● SELECTED PASSAGE
^^^^^^^^^^^^^^^^

Roger September 28, 2011 at 20:39

Could it be that the accelerating expansion of Space is what is giving us the forward arrow of Time? Space and Time are a single continuum. General Relativity explains that Mass can cause the bending of Space and Time. The accelerating expansion of Space is another type of bending. I wonder what the affect of this expansion on Time would be if calculated according to General Relativity? 74% of the Universes energy is devoted to it.

Joy September 29, 2011 at 5:04

GR is not a TOE, as it doesn’t address physics at very small scales. But, it is not only extraordinarily Elegant, but has many times over shown robust Predictive Value.

Nothing else in physics compares. The SM is only pseudo-predictive, it works fine as long as you input numerous arbitrary values, but has no explanation for the values themselves. Not elegant at all. It is a mathematic construct lacking any deep understanding of what it is modeling. The trees have been studied in detail, but the forest has not yet been glimpsed.

And ST … well, no predictive value at all, more abstract mathematical art or theology than a theory.

After 103 years, Einstein still rules the cosmos. Still waiting for the next one, assuming that humans are capable of understanding more physics than we do now …

Martin J Sallberg September 29, 2011 at 6:06

General relativity is not the same as special relativity. Einstein himself realized that general relativity takes precedence over special relativity. Maybe general relativity is right while special relativity is at least part wrong. Maybe it was a general relativity effect that enabled the neutrinos at CERN to travel faster than light.

ljk November 14, 2011 at 18:18

Sunday, November 13, 2011

Einstein’s challengers

On Einstein’s Opponents, and Other Crackpots

“This world is a strange madhouse. Currently, every coachman and every waiter is debating whether relativity theory is correct. Belief in this matter depends on political party affiliation.”1

Thus begins a letter by Albert Einstein to his one time close collaborator, mathematician Marcel Grossmann. It was written on 12 September 1920, just some three weeks after Berlin’s Philharmonic Hall had hosted a rambunctious rally at which Einstein had been denounced as a fraud and scientific philistine.

The event, together with the public debate between Einstein and nobelist Philippe Lenard of a month later, constitutes the first apogee of, what has become known as, the anti-relativity movement. Sentiment against relativity had been brewing for some time, in various quarters; one of the speakers at the Berlin event, Ernst Gehrcke, spectroscopist and extra-ordinary professor of physics, had for instance started publishing against the theory already in 1911.

However, since the very public announcement of the eclipse results of 1919, opposition against relativity had gained great momentum. These results had confirmed Einstein’s predictions of light bending in the gravitational field of the Sun, and the ensuing publicity had propelled him into the international limelight; clearly, the enormous interest in relativity is manifest in the above letter to Grossmann.

Read more…

“Essay review of “Einsteins Gegner. Die öffentliche Kontroverse um die Relativitätstheorie in den 1920er Jahren” by Milena Wazeck” by Jeroen van Dongen

http://philosophyofscienceportal.blogspot.com/2011/11/einsteins-challengers.html

AND…

Friday, November 11, 2011

Bad hairday for Einstein?

^^^^^^^^^^^^^^^^

● DATA PROVIDED
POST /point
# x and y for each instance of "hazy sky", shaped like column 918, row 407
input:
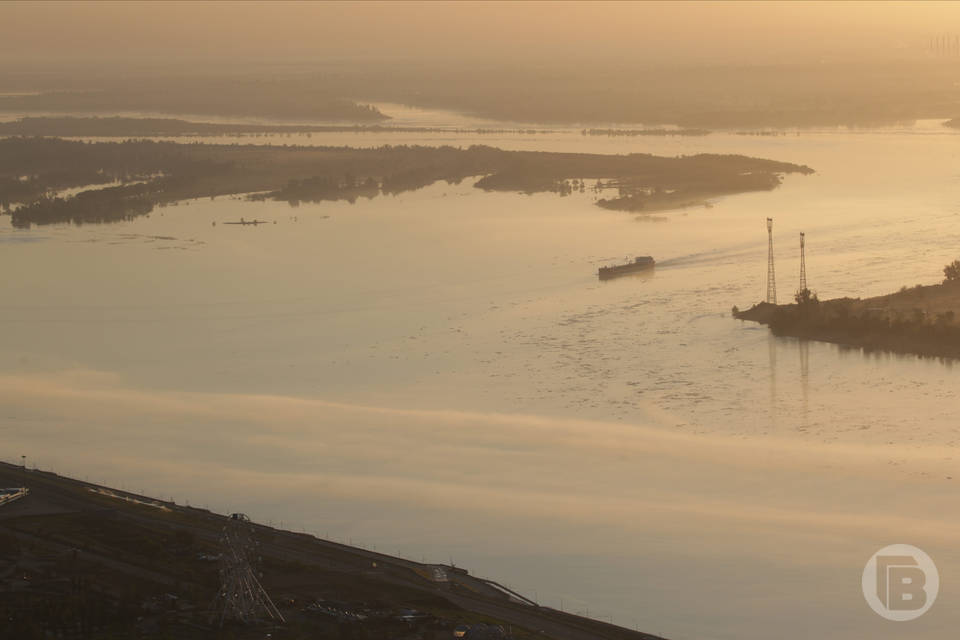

^^^^^^^^^^^^^^^^

● WRITTEN PROBLEM 1
Extract everything from "GR is not a" down to "yet been glimpsed." in the relativity comments.
● WRITTEN PROBLEM 2
In the relativity comments, on what date did Einstein write his letter to Marcel Grossmann?
● WRITTEN PROBLEM 3
Proceed with the relativity comments from the point where they stop.

● EXPECTED ANSWER 1
GR is not a TOE, as it doesn’t address physics at very small scales. But, it is not only extraordinarily Elegant, but has many times over shown robust Predictive Value.

Nothing else in physics compares. The SM is only pseudo-predictive, it works fine as long as you input numerous arbitrary values, but has no explanation for the values themselves. Not elegant at all. It is a mathematic construct lacking any deep understanding of what it is modeling. The trees have been studied in detail, but the forest has not yet been glimpsed.

● EXPECTED ANSWER 2
12 September 1920.

● EXPECTED ANSWER 3
Abstract:

Two important and unpleasant events occurred in Albert Einstein’s life in 1920: That August an antirelativity rally was held in the large auditorium of the Berlin Philharmonic, and a few weeks later Einstein was drawn into a tense and highly publicized debate with Philipp Lenard on the merits of relativity at a meeting in Bad Nauheim, Germany.

I review these events and discuss how they affected Einstein in light of new documentary evidence that has become available through the publication of Volume 10 of the Collected Papers of Albert Einstein.

“Reactionaries and Einstein’s Fame: German Scientists for the Preservation of Pure Science, Relativity, and the Bad Nauheim Meeting” by Jeroen van Dongen

http://philosophyofscienceportal.blogspot.com/2011/11/bad-hairday-for-einstein.html

ljk December 28, 2011 at 20:18

The Einstein Theory of Relativity: a 1923 Silent Animated Film

by Socrates on December 28, 2011

The Einstein Theory of Relativity is a 20 minute silent black and white animated film. It was produced in 1923 by the Fleischer Studios, best known for their Betty Boop cartoons.

The film aims to explain Albert Einstein’s Theory of Relativity to anyone willing to invest 20 minutes in watching the movie. Though it is almost a hundred years old, its simple but ingenious animation is very effective in demystifying Einstein’s theory without the need of advanced physics or mathematics.

The movie starts by examining the meaning behind the term relativity and how it relates to the general theory. It then proceeds to demonstrate how things such as motion, direction, size, speed and time are all relative to the observer’s point of view or the general frame of reference.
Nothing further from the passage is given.